:: DOCUMENT TEXT ::
Continuity With Nimrod
Thus, the bellicose bile of Descartes' Cogito ergo sum, "I think; therefore, I am" with its smug, syntactical web is seen for what it is, the transmogrified sword of a man long since dead: Nimrod, the great hunter of men. The memory of the greatness of Nimrod is the memory of the greatness of his undoing. What he accomplished by his war on men and his fulmination against heaven and his arrogation of glory to himself was to ensure his own ignominy and the dumb stupefaction of his subjects. The loss of communication, of being able to speak to one another, must rate as one the greatest judgments brought by God upon man; it strikes at the very heart of man's ability to realize what it means to be made in the image of God. Thus, Descartes places himself in line with the vanquished, as a new Nimrod, a man who hunts other men, not with the brandished sword that reflects the sun, stained by blood, but with the bare thread of a syllogistic gossamer that man can use in his blind fury against God as a holographic lever projected by his own fantasy to be large enough to move the earth. The droplets that collect on this web are not the droplets of a new world born in the morning, not the collection of the soft sweetness of an awakening earth but, the blood of man sacrificed to the Lord of the Flies.
:::
:: SOURCE MATERIAL ::
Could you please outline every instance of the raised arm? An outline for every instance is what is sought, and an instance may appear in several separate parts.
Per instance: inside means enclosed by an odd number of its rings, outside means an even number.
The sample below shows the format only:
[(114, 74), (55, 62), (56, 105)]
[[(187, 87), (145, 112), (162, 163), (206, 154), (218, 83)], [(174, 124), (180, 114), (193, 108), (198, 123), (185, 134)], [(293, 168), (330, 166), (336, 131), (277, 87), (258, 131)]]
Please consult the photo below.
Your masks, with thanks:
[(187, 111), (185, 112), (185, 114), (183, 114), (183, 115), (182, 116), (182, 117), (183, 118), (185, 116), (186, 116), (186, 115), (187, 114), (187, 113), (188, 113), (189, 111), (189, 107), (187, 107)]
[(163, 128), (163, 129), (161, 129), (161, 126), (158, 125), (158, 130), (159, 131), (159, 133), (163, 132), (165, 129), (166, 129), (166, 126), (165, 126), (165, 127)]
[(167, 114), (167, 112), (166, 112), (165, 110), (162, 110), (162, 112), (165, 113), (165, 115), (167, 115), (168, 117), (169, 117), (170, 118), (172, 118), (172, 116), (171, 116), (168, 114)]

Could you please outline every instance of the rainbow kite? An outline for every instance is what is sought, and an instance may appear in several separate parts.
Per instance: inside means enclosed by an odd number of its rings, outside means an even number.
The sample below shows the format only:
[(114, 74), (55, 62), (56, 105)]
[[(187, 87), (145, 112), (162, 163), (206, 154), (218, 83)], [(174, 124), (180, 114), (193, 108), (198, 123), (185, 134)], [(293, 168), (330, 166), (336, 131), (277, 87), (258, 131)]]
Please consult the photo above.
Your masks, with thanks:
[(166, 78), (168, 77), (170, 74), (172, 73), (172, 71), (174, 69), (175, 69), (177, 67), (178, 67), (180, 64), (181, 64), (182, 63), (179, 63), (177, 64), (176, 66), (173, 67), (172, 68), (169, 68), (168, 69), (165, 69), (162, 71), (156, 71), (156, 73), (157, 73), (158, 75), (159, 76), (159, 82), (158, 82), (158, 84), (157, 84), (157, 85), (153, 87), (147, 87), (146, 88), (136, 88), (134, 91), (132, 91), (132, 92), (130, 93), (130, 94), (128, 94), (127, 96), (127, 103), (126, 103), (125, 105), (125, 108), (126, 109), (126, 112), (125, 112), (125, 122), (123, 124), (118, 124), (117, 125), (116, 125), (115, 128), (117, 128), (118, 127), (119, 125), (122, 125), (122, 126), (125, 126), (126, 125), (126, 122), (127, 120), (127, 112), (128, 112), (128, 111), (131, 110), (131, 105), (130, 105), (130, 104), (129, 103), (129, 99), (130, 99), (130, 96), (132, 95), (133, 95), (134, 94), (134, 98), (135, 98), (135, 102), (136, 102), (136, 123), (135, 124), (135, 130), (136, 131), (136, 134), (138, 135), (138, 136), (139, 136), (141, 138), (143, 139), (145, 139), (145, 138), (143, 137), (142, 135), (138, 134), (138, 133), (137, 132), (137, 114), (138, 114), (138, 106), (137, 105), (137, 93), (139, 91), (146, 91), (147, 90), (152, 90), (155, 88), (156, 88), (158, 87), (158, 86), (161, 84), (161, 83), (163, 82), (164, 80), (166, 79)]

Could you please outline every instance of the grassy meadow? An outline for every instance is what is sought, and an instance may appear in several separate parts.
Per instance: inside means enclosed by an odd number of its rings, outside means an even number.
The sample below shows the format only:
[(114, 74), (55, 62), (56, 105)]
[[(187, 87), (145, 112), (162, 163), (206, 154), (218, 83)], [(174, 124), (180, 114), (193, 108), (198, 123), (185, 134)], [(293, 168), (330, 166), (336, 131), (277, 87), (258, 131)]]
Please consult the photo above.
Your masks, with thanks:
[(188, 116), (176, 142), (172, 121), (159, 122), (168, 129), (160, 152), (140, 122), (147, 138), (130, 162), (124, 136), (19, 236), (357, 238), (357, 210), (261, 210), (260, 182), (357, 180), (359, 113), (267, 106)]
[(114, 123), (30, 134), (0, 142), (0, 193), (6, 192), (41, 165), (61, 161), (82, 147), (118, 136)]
:::
:: SOURCE MATERIAL ::
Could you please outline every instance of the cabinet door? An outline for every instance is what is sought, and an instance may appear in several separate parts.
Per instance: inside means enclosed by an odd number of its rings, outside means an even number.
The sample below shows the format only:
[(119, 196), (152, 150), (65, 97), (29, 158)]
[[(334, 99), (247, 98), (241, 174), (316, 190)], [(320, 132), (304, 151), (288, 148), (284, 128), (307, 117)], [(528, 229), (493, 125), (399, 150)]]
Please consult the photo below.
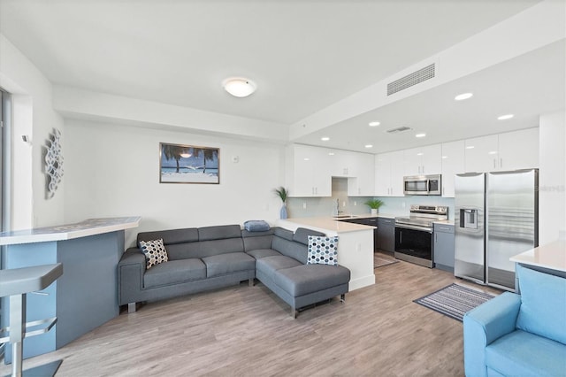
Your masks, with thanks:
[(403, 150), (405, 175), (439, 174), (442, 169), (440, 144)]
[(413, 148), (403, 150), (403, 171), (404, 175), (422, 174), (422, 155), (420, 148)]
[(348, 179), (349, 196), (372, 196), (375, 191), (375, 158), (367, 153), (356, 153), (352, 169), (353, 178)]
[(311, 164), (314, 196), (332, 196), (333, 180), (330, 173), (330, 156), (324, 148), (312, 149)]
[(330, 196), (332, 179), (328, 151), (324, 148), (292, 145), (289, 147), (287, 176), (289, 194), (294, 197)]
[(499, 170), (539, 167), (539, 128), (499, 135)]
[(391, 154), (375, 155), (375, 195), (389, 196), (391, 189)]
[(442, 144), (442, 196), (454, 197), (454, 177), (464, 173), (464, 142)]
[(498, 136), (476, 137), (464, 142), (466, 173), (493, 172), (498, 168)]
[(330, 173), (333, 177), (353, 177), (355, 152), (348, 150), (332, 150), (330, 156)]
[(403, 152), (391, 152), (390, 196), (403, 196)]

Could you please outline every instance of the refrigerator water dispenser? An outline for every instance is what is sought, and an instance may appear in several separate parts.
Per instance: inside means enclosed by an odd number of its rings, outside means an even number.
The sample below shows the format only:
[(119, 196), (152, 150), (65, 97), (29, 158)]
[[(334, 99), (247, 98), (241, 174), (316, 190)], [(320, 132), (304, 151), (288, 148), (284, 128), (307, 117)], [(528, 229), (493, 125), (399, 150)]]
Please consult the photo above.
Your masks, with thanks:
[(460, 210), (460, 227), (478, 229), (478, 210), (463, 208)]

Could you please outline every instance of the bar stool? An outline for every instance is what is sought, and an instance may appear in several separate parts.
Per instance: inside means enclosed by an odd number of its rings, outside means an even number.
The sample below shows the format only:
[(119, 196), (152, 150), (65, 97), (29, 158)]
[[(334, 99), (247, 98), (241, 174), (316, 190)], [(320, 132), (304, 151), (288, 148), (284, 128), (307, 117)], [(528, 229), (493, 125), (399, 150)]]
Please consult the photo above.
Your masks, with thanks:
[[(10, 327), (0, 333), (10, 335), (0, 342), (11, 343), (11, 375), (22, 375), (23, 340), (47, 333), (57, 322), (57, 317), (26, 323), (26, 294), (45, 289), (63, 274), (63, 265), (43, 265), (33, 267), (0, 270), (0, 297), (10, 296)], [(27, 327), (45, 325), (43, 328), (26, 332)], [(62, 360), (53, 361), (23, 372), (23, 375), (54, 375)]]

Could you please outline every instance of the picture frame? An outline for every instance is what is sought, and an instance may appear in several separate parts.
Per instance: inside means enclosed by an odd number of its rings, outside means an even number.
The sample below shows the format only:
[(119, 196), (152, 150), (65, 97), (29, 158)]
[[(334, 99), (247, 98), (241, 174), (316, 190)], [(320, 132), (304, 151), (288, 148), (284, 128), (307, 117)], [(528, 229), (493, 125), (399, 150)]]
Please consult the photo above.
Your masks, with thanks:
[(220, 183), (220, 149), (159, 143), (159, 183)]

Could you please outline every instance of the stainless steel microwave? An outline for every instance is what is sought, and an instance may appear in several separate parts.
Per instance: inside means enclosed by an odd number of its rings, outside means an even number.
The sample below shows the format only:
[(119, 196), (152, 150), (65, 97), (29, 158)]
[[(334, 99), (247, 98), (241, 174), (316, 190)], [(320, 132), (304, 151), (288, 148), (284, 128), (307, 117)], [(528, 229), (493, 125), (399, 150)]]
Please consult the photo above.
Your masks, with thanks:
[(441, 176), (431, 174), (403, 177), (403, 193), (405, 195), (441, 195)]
:::
Please answer from the text on Nimrod: what does it say must rate as one of the greatest judgments brought by God upon man?

The loss of communication, of being able to speak to one another.